▶ _YOUR TASKS_:
1. In the passage about Palo Verde, which organization does Neal Cash head as CEO and president?
2. Carry on the passage about Palo Verde from its final sentence.

▶ _PROVIDED TEXT_:
--- START ---

After I got home and had some time to think, I wanted to know about the changes that I hoped were being made at Palo Verde. This year I went looking for answers. The first place I went was back to Palo Verde, where I spoke with Tanya Lauer, a therapist in the youth wing. During our interview, I noticed a picture tacked up on a corkboard behind her. It was drawn while I was there by the boy with the scissors.
I asked Tanya about Palo Verde and if there had been any changes since I'd been there in 2005. She said that there had been quite a few: "Right now, cognitive behavioral therapy is mostly used, before it had been a lot more just behavior therapy. Palo Verde is a hospital, so its first [responsibility] is to medically treat and stabilize patients and to combine that hopefully with a positive therapeutic experience." The switch to cognitive behavioral therapy is, in my opinion, a very good change because it focuses on the causes of mental illness rather than just the symptoms.
Behavioral health care for young people has been leaning toward outpatient care that incorporates the family, instead of short-term hospital stays, Mike Letson said.
After I spoke with Tanya, I began wondering where the funding and money comes from to run organizations like Palo Verde — I wondered if a lack of money could have affected the quality of care. I interviewed Neal Cash, the CEO and president of Community Partnership of Southern Arizona, the administrative organization that channels taxpayer money to mental healthcare providers across Southern Arizona.
Neal told me that money that comes from the Legislature plays a large factor in what kind of care is offered by mental-health providers. "We have had no new state money in about four or five years for any of the population. Legislatively-appropriated state money for adults and kids has been very tough to go after."
When I asked about the reasons for the lack of state money, he told me, "Part of the rationale is just a mean-spirited, very punitive Legislature. We have people who feel like government shouldn't be involved — 'we don't want these programs,' 'they cost us money,' on and on and on."

--- END ---

▶ _RECORDED INFORMATION_:
--- START ---

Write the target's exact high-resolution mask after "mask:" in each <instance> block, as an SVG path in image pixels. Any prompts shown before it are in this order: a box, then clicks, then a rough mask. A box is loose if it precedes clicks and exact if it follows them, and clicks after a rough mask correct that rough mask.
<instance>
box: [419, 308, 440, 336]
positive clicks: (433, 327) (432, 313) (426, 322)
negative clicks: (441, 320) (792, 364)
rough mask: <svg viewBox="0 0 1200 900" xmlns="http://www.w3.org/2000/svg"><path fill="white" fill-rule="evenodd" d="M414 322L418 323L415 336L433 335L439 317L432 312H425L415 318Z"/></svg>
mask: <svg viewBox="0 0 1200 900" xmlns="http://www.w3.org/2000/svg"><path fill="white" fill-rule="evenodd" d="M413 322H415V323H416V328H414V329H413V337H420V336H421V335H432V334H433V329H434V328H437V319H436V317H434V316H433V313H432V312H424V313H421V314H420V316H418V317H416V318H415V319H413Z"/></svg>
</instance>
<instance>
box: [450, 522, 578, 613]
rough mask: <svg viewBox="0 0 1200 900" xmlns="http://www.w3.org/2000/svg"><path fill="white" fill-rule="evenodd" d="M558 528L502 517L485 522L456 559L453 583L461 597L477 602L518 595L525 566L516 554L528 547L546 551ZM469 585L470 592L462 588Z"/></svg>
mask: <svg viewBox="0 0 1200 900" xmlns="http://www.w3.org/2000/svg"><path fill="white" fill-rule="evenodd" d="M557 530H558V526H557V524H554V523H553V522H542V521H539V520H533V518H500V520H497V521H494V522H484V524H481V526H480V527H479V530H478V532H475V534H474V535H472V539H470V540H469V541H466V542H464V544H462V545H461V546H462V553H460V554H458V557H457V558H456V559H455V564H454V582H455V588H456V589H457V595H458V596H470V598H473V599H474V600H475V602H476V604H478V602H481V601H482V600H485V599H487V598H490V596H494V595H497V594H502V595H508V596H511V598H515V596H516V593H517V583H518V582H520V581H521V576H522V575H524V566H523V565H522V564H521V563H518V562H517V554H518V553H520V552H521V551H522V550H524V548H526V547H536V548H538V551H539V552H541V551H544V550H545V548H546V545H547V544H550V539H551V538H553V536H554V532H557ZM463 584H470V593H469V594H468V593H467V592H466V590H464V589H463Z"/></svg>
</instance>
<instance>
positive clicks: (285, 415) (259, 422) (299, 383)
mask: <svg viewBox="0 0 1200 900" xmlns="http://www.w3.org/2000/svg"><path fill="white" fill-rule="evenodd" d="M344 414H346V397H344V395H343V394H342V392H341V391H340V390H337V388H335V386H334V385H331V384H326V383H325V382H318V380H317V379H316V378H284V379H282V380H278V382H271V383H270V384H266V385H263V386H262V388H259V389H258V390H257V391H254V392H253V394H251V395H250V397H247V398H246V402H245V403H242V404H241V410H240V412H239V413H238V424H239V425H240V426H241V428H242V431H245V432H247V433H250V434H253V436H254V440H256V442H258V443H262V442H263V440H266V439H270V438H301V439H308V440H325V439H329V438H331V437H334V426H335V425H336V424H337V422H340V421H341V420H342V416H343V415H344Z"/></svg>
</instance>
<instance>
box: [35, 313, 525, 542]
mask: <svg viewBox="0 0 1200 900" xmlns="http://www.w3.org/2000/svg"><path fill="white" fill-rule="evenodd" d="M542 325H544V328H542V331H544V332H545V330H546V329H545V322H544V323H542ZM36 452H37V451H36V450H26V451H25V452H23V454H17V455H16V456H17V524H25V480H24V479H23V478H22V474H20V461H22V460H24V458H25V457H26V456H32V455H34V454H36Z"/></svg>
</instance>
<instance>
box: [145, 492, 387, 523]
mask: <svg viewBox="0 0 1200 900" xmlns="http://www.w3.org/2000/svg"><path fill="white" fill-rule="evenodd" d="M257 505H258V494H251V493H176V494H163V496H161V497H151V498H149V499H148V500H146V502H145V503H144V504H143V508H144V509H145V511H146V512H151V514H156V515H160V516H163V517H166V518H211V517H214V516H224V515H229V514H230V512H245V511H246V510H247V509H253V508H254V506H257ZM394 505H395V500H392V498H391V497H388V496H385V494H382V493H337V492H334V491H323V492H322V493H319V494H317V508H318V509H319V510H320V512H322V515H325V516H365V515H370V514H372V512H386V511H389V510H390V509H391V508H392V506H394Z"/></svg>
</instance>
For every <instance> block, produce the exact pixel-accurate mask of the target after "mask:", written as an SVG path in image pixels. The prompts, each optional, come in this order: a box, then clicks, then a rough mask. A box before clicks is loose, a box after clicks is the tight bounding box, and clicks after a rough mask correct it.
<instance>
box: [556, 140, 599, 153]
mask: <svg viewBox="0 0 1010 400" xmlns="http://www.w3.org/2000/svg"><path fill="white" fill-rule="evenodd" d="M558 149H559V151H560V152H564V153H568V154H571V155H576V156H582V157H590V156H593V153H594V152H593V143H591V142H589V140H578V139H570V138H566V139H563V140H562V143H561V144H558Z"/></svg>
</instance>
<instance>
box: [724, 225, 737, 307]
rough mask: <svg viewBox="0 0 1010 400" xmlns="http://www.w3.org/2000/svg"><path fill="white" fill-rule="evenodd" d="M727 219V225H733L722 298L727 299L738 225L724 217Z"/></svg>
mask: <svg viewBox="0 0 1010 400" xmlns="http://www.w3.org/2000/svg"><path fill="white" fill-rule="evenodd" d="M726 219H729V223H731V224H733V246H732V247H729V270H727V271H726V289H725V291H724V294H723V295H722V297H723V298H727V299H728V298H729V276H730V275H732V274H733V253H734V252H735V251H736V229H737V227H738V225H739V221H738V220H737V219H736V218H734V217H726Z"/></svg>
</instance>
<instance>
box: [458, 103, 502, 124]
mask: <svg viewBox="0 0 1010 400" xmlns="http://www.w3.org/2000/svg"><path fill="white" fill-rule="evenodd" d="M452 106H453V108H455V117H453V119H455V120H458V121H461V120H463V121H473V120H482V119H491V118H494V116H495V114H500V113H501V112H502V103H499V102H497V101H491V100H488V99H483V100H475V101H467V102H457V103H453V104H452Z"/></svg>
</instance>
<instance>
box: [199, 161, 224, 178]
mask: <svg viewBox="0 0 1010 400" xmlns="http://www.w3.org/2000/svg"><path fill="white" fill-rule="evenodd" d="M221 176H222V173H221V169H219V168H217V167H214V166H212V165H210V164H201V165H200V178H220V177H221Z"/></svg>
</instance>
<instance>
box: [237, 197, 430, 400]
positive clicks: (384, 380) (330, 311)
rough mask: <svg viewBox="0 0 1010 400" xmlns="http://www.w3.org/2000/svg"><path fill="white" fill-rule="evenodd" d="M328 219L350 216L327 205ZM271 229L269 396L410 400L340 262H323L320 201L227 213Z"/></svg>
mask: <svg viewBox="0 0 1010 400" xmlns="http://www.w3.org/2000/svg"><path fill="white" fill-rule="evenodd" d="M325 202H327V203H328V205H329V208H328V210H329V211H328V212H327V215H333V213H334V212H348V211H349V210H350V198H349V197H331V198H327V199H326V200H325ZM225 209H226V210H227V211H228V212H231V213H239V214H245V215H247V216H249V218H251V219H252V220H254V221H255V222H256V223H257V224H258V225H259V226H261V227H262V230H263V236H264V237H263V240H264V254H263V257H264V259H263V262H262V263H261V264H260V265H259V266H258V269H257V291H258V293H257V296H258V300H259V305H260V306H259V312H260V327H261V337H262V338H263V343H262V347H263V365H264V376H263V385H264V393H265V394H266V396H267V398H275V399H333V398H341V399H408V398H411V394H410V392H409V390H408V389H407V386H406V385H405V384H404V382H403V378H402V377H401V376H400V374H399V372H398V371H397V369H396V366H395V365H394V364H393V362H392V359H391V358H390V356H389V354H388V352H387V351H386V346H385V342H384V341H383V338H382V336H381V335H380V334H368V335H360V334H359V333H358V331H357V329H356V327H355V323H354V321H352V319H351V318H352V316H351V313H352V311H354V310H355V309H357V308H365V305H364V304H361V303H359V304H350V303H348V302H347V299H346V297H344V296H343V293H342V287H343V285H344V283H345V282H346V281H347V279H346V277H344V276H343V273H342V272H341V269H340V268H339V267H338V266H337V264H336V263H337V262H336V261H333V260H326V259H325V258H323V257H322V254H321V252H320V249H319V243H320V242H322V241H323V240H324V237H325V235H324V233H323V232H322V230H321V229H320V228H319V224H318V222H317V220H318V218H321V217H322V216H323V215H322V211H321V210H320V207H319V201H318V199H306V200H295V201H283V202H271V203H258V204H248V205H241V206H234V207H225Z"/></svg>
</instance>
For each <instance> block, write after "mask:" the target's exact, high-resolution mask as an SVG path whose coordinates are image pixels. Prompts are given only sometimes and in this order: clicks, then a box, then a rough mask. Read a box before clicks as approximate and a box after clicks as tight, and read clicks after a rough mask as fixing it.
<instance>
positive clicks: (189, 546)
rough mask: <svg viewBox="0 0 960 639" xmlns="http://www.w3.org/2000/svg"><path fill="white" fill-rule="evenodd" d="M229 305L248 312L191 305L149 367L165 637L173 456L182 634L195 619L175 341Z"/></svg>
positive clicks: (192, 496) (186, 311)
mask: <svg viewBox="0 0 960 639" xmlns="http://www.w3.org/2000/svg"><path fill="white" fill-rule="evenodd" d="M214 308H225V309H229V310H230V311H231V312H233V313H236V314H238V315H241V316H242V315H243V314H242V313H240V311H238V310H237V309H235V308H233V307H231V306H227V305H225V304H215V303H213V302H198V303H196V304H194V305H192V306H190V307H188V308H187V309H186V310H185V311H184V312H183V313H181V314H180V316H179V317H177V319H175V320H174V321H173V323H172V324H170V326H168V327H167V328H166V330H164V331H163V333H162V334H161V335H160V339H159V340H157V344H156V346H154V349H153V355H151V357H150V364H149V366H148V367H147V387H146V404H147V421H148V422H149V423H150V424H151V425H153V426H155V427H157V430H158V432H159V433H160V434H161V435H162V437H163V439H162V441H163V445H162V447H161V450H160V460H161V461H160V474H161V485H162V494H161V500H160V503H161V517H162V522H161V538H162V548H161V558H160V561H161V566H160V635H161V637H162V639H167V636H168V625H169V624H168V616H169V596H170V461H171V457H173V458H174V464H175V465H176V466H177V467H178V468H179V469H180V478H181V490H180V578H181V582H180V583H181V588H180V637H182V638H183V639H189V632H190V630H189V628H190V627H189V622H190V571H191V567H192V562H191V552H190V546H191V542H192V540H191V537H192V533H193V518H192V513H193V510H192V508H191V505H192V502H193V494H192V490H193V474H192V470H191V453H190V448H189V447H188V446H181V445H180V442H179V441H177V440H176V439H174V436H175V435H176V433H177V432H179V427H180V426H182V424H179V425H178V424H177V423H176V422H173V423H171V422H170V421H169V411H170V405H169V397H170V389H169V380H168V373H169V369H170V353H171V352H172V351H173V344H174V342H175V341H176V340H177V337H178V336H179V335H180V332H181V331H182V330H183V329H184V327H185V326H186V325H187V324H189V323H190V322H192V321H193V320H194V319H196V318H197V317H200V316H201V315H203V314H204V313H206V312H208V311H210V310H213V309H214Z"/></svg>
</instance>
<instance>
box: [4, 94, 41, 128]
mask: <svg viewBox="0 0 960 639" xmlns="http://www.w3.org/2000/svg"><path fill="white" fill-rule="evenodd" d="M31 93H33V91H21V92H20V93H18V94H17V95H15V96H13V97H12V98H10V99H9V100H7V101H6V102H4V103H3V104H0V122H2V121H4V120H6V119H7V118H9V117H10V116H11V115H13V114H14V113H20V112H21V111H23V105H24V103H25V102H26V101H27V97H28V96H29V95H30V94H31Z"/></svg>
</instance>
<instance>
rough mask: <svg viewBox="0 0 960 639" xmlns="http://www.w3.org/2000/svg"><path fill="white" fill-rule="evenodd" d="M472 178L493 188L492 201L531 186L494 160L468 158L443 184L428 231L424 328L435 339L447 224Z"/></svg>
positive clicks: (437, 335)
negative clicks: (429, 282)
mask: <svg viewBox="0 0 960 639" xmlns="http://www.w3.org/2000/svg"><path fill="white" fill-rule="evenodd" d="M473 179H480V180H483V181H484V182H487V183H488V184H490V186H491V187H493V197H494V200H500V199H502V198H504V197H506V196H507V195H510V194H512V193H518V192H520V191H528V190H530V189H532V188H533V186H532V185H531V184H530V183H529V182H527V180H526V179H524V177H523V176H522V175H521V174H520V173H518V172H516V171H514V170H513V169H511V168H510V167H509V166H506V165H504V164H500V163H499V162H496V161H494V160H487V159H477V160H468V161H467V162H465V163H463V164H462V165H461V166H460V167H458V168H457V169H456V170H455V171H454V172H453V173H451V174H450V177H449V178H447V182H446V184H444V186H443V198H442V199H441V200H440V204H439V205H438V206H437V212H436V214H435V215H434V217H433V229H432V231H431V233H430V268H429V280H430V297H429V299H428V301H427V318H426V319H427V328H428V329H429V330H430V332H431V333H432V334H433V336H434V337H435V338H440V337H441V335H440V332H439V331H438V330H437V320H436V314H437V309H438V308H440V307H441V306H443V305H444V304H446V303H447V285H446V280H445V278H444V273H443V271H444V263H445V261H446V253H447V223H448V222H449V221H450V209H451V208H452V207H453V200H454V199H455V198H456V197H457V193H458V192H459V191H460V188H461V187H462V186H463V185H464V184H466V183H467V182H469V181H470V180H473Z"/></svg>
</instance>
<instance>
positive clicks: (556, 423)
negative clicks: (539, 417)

--- END ---

▶ _TASK RESPONSES_:
1. Community Partnership of Southern Arizona.

2.
According to Neal, the community can help draw more attention to mental health care: "I always encourage everybody to get politically active and to understand what's going on. I think that what people need to do is know who you're represented by and get to know and talk to the people who represent you. Some of them are very familiar with the behavioral-health community that they represent when they go to Phoenix."
Unfortunately, I feel that most youth my age aren't politically active, and that they don't care enough to have a voice in the Legislature.
* * *
Although I'm at risk for becoming depressed again because my illness was largely chemical and not just situational, I know that I've been one of the lucky ones when it comes to recovery. It took me until I was 16, but now I've finally pulled myself out of the hole that my depression created. I'm at a good place in my life and I'm pleased with the person I am today and the person I am becoming.
That said, my experiences at Palo Verde still haunt me. I worry about other teens who have heard stories like mine and who are hesitant or refuse to get treatment. I worry that even if these teens do get help that the treatment will be more traumatic and debilitating than the mental illness itself. I worry that most teens my age can't even afford to think about finding treatment in a country that doesn't provide adequate mental health care for everyone.
Even though mental illnesses are treatable, people who suffer from them — especially adolescents — don't know where to turn for help. My experiences at Palo Verde, coupled with the information I found about funding and mental healthcare, have shown me that if we want better mental health care in Tucson, we've got to fight for it.